UM PRÊMIO NOBEL FORTUITO
Em um fim de semana de Páscoa excepcionalmente movimentado em 1982 no Royal Perth Hospital, na Austrália, um jovem médico estagiário esqueceu de verificar suas placas de cultura bacteriana e as deixou na incubadora.
Os técnicos de laboratório normalmente jogavam fora as culturas depois de dois dias porque qualquer coisa que não crescesse em dois dias não existia. Mas desta vez, o médico recebeu um telefonema animado do microbiologista. Quando ele voltou ao laboratório, encontrou ilhas translúcidas de colônias bacterianas crescendo no ágar.
A bactéria era uma nova espécie que nunca havia sido descrita por microbiologistas antes: Helicobacter pylori, uma descoberta fortuita após muitas tentativas fracassadas que acabaram concedendo a ele, Barry Marshall e seu colega Robin Warren o Prêmio Nobel de Fisiologia ou Medicina de 2005.

- **TAREFAS PARA RESOLVER**:
**a)** Resuma em duas frases o trecho sobre a descoberta da bactéria.
**b)** Transcreva, sem mudar nada, a parte do trecho sobre a descoberta da bactéria que começa pelas palavras com "UM PRÊMIO NOBEL" e termina em "deixou na incubadora.".
Os registros que vêm a seguir não têm nada a ver com isto.

- **DADOS EM ANÁLISE**:
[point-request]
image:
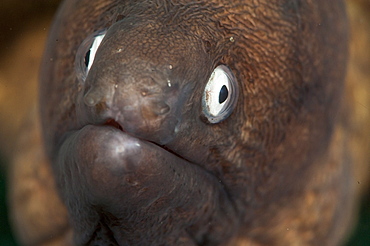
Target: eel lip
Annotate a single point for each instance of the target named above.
(113, 123)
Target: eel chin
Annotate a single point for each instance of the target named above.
(123, 190)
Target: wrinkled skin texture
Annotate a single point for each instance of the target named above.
(176, 179)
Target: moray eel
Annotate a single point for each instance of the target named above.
(197, 122)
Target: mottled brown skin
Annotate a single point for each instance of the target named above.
(258, 178)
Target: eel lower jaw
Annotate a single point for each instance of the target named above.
(113, 123)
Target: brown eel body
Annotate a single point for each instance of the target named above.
(134, 158)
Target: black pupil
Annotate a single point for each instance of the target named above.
(223, 94)
(87, 58)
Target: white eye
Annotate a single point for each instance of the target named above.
(220, 95)
(86, 54)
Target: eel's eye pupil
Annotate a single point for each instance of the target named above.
(223, 94)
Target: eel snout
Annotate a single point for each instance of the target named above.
(113, 180)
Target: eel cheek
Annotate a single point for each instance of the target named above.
(140, 192)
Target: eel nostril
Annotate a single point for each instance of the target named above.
(93, 97)
(161, 108)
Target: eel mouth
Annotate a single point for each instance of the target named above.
(113, 123)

- **RESULTADOS DAS TAREFAS**:
**a)** Em um fim de semana de Páscoa muito movimentado em 1982, no Royal Perth Hospital, na Austrália, um jovem médico estagiário esqueceu suas culturas bacterianas na incubadora, e nelas cresceram colônias translúcidas. Era a Helicobacter pylori, uma espécie nunca descrita antes, cuja descoberta fortuita rendeu a Barry Marshall e ao colega Robin Warren o Prêmio Nobel de Fisiologia ou Medicina de 2005.

**b)**
UM PRÊMIO NOBEL FORTUITO
Em um fim de semana de Páscoa excepcionalmente movimentado em 1982 no Royal Perth Hospital, na Austrália, um jovem médico estagiário esqueceu de verificar suas placas de cultura bacteriana e as deixou na incubadora.